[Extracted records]
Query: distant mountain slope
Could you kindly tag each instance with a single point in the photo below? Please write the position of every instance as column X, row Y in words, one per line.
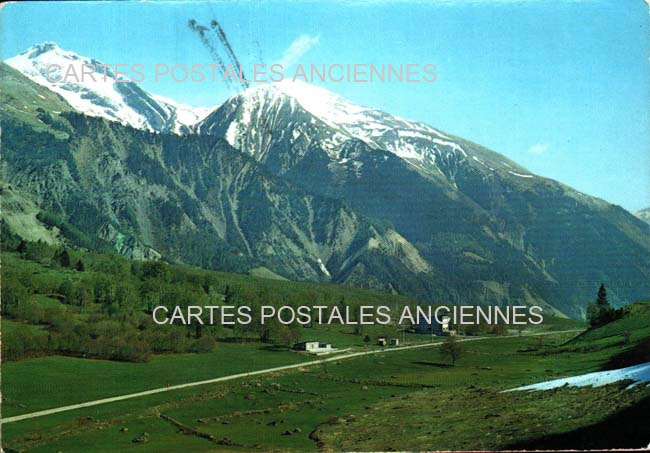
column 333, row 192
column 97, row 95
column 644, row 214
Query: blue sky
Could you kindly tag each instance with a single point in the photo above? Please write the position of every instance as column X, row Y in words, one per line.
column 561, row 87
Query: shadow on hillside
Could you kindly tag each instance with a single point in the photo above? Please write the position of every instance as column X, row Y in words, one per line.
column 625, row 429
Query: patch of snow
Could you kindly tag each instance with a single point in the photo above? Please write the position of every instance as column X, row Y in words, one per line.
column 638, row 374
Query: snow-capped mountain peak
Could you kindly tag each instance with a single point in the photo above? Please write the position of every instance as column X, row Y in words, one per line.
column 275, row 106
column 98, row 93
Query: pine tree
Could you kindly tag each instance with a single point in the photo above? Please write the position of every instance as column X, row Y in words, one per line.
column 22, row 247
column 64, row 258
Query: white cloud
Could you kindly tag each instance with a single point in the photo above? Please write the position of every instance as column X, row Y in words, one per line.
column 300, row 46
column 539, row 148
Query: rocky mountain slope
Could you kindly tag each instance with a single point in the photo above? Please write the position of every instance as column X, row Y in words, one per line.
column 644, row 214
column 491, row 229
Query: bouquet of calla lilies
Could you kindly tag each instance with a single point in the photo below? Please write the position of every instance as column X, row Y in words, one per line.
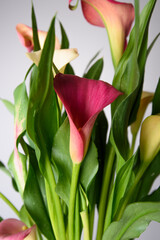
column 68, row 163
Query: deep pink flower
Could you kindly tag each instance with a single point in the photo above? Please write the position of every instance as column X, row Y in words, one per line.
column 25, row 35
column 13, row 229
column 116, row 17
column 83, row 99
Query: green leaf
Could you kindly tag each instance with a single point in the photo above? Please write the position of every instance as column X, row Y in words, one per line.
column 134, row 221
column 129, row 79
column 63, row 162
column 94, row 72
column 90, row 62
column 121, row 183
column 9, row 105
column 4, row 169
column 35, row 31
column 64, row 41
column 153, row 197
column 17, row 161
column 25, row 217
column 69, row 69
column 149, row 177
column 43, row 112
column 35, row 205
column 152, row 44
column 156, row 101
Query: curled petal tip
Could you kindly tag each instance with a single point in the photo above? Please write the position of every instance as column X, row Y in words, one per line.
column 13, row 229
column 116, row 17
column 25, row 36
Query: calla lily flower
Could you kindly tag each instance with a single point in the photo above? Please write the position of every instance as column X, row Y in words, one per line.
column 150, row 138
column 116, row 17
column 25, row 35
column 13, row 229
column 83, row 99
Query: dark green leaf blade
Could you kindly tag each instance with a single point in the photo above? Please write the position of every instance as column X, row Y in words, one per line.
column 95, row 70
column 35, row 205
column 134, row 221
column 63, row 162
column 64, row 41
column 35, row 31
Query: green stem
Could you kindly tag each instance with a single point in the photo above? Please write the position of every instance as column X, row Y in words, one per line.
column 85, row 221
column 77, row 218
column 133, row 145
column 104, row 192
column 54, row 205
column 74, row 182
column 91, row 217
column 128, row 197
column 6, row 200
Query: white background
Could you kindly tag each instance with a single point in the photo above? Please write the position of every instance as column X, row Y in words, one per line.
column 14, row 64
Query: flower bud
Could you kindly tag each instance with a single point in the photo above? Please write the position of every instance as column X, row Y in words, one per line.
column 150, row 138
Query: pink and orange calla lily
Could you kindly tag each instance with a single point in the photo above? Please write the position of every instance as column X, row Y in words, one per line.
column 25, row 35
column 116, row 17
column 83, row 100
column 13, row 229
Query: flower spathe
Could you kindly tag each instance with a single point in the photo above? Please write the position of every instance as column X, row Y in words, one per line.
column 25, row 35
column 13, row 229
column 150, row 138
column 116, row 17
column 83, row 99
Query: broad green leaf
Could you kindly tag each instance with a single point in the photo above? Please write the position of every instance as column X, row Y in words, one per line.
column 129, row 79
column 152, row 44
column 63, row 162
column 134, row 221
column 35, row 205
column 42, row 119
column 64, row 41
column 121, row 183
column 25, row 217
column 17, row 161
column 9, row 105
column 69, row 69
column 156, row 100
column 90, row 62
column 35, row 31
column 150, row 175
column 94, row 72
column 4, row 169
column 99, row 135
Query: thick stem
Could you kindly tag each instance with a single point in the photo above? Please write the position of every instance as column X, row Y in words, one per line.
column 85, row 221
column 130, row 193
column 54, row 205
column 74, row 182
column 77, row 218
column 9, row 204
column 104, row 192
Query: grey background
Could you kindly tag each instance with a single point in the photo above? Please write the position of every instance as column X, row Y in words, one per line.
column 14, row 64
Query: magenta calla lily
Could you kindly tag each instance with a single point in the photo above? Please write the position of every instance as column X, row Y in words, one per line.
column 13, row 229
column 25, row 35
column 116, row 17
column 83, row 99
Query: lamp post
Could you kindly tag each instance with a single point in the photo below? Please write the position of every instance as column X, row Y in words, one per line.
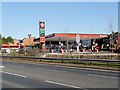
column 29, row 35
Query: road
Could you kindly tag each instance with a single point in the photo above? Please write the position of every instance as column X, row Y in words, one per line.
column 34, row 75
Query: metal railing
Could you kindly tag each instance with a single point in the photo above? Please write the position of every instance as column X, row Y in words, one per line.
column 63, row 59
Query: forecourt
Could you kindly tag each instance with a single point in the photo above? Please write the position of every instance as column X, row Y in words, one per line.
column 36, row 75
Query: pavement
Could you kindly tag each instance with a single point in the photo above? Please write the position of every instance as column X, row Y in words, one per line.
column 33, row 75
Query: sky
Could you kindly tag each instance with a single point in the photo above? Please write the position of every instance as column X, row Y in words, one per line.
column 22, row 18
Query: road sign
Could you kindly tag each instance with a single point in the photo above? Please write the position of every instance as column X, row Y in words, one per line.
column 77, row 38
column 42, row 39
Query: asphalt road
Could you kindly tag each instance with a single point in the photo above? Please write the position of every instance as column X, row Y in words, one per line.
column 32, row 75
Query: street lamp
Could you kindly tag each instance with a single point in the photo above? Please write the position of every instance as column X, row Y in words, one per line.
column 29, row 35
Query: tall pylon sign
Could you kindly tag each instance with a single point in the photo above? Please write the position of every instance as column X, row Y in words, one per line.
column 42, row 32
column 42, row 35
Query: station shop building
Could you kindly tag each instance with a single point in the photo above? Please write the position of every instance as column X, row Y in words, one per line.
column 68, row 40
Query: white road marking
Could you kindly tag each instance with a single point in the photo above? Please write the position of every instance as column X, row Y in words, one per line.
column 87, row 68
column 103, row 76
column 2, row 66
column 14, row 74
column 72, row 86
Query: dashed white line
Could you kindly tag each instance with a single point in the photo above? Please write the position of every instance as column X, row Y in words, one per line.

**Exercise goal**: Of all the lines in the data above, show only those that hold the word "pink".

**Task response**:
Query: deep pink flower
Query: pink and orange calla lily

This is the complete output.